## Vorliegender Text
________________
2005-04-20

70 Jahre Opel Olympia

 

 

Opel baute das erste deutsche Großserienauto mit selbsttragender Karosserie

 

Rüsselsheim.  Im April 1935 kommt die automobile Revolution aus Rüsselsheim. Mit dem Modell Olympia 1,3 Liter, benannt nach dem zukünftigen Großereignis des Jahres 1936, schreibt Opel Technik-Geschichte: Der erste deutsche Großserienwagen mit selbst­tragender Ganzstahl-Karosserie – ein noch heute gültiges Bauprinzip - läuft in Rüsselsheim vom Band. Die Neuerung hat Einfluss auf den gesamten Automobilbau, der bisher auf die aus dem Kutschen-Zeitalter stammende Trennung von Rahmen und Aufbau und in der Regel auf eine Holz/Stahl-Gemischtbauweise setzte. Dies ist nun vorbei: „Die von früher her gewohnte Unterteilung zwischen Fahrgestell und Karosserie wird hinfällig“, erklären die Opel-Konstrukteure. Die Vorteile der neuen Konstruktionsweise mit einer Einheit aus Karosserie und Chassis liegen auf der Hand: geringeres Gewicht bei gleichen Abmes­sungen, bessere Fahrleistungen bei unveränderter Motorleistung, erhöhte Sicherheit durch eine steife Fahrgastzelle.

 

Mit dem Olympia bringt Opel eine Fülle von Neuerungen in den Automobilbau ein. Aufgrund der selbsttragenden Karosserie besitzt das neue Modell eine verformbare Karosseriestruktur, die im Falle einer Kollision Energie aufnimmt – die „Knautschzone“ ist geboren. Wegweisend ist ebenfalls die Fertigungstechnik. Bei der „Hochzeit“ werden im Produktionsprozess Karosserie mit den vormontierten Antrieb und Achsen verbunden. Diese rationelle Fertigung ermöglicht einen Preis von 2500 Reichsmark für den Olympia, der als Cabriolet-Limousine und zweitürige Limousine zu haben ist und einen maß­geb­lichen Anteil daran hat, dass Opel im Jahr 1935 zudem noch einen neuen Rekord aufstellt. Mit 102.293 gebauten Fahrzeugen überschreitet das Unternehmen als erster deutscher Hersteller die Hunderttausend-Produktionsmarke.
________________
## Gegebenes Material
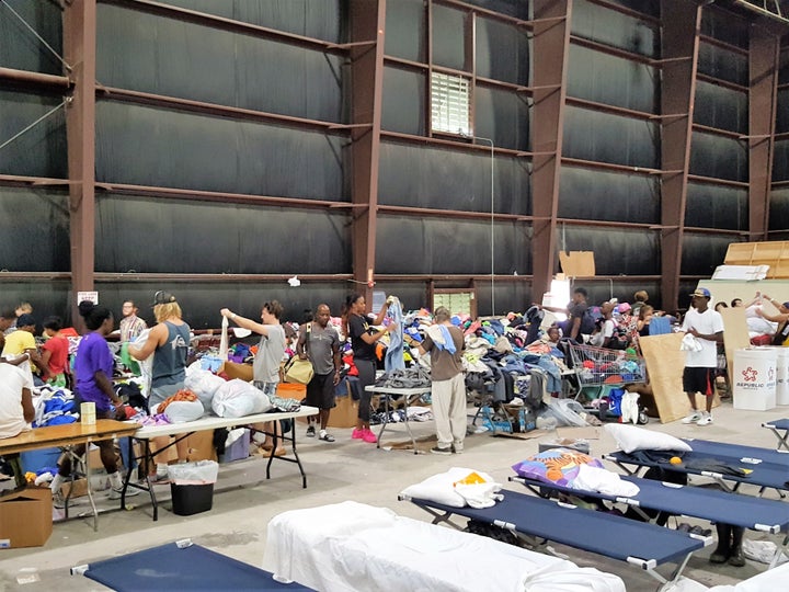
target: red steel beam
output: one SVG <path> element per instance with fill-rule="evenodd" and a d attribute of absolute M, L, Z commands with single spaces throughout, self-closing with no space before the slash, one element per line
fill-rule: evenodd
________________
## Aufgabe
Tausche im Text über den Opel Olympia „Reichsmark“ gegen „Mark“ aus und gib den Abschnitt wieder, der mit „Mit dem Olympia“ beginnt und bis einschließlich „Hersteller die Hunderttausend-Produktionsmarke.“ reicht. Die Zeilen werden hierfür nicht benötigt.

## Lösung
Mit dem Olympia bringt Opel eine Fülle von Neuerungen in den Automobilbau ein. Aufgrund der selbsttragenden Karosserie besitzt das neue Modell eine verformbare Karosseriestruktur, die im Falle einer Kollision Energie aufnimmt – die „Knautschzone“ ist geboren. Wegweisend ist ebenfalls die Fertigungstechnik. Bei der „Hochzeit“ werden im Produktionsprozess Karosserie mit den vormontierten Antrieb und Achsen verbunden. Diese rationelle Fertigung ermöglicht einen Preis von 2500 Mark für den Olympia, der als Cabriolet-Limousine und zweitürige Limousine zu haben ist und einen maß­geb­lichen Anteil daran hat, dass Opel im Jahr 1935 zudem noch einen neuen Rekord aufstellt. Mit 102.293 gebauten Fahrzeugen überschreitet das Unternehmen als erster deutscher Hersteller die Hunderttausend-Produktionsmarke.